**PASSAGE PROVIDED**
******************************
NCC co-champion
- Conference: North Central Conference
- Record: 8–2 (5–1 NCC)
- Head coach: Ron Erhardt (1st season);
- Home stadium: Dacotah Field

= 1966 North Dakota State Bison football team =

American college football season

The 1966 North Dakota State Bison football team was an American football team that represented North Dakota State University during the 1966 NCAA College Division football season as a member of the North Central Conference. In their first year under head coach Ron Erhardt, the team compiled a 8–2 record and finished as NCC co-champion.
******************************
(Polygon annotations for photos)

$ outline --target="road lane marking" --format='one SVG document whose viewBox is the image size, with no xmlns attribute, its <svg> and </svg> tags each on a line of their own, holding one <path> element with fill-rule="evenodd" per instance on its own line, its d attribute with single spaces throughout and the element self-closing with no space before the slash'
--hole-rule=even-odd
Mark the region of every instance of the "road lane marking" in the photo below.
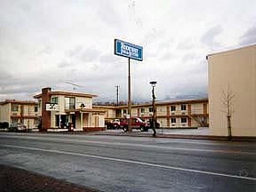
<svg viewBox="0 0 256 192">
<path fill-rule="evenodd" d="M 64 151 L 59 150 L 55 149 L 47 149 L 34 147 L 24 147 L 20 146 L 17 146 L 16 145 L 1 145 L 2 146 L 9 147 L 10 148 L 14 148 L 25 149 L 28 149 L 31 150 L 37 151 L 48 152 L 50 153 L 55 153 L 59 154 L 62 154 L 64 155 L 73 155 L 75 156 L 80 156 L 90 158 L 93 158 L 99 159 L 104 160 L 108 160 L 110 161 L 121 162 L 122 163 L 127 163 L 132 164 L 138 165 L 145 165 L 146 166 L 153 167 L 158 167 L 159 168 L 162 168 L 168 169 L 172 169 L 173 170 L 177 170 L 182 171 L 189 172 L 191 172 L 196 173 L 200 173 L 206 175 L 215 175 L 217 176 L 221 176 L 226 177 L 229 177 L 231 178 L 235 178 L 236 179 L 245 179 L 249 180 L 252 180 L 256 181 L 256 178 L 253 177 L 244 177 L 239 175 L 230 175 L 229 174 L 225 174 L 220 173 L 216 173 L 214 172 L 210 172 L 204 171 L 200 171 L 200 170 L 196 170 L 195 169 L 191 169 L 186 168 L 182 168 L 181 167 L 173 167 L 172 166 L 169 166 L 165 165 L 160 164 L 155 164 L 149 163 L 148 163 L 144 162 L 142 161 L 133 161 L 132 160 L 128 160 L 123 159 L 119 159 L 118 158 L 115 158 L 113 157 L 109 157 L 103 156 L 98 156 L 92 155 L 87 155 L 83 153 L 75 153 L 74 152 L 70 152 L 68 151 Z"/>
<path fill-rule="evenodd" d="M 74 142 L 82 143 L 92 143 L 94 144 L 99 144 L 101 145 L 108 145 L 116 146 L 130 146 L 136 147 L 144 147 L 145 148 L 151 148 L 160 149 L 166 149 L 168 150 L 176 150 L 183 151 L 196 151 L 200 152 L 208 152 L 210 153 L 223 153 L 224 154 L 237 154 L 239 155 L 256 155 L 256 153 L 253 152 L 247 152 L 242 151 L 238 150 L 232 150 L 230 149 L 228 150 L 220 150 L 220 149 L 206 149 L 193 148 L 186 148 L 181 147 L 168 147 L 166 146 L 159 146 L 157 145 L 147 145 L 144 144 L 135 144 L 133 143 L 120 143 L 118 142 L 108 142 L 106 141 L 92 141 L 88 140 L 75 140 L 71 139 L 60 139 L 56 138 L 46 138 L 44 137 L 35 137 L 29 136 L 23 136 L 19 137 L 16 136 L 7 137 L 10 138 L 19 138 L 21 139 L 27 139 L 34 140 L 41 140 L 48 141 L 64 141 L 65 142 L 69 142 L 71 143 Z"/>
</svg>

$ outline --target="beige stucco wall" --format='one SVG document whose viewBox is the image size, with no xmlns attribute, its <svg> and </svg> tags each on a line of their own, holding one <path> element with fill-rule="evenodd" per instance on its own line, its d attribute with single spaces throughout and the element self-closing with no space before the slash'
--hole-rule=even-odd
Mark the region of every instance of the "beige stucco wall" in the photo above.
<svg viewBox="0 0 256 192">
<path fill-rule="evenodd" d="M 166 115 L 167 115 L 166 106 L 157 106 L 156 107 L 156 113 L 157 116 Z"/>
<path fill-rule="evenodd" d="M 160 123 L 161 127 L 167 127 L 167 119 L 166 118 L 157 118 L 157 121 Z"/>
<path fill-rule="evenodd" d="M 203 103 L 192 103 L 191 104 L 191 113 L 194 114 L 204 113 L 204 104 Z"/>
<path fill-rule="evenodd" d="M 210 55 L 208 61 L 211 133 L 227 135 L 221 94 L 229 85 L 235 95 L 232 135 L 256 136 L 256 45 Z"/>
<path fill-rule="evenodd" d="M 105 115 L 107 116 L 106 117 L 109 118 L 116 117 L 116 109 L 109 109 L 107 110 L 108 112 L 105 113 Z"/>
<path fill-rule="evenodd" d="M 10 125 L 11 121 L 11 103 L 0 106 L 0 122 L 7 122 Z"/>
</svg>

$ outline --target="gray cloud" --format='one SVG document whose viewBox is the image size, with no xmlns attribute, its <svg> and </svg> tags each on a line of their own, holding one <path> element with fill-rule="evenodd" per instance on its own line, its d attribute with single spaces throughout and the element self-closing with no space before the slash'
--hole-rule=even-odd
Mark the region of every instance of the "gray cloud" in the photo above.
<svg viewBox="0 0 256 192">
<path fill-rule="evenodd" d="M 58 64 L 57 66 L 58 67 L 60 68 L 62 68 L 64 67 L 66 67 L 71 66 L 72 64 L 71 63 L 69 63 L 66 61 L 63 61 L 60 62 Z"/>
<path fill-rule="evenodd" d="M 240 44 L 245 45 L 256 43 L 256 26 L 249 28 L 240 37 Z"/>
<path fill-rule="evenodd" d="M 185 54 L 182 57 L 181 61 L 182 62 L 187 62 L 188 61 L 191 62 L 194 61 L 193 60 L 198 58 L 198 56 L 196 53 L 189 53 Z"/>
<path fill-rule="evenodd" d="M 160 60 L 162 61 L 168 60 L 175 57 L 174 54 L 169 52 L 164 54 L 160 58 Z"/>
******************************
**TO-DO LIST**
**1.** Answer these from the 1966 Bison football passage:
(a) What was the team's home stadium?
(b) Which university did the team represent?
(c) What was the team's record within the conference?
**2.** Retype the part of the 1966 Bison football passage starting with "- Head coach: Ron" and going on through "as NCC co-champion.".
**3.** In the 1966 Bison football passage, why does "(1st season)" appear beside Ron Erhardt's name?
The material stands apart from the 1966 Bison football passage.

**ANSWERS BELOW**
**1.**
(a) Dacotah Field
(b) North Dakota State University
(c) 5–1

**2.**
- Head coach: Ron Erhardt (1st season);
- Home stadium: Dacotah Field

= 1966 North Dakota State Bison football team =

American college football season

The 1966 North Dakota State Bison football team was an American football team that represented North Dakota State University during the 1966 NCAA College Division football season as a member of the North Central Conference. In their first year under head coach Ron Erhardt, the team compiled a 8–2 record and finished as NCC co-champion.

**3.** The 1966 season was the team's first year under head coach Ron Erhardt.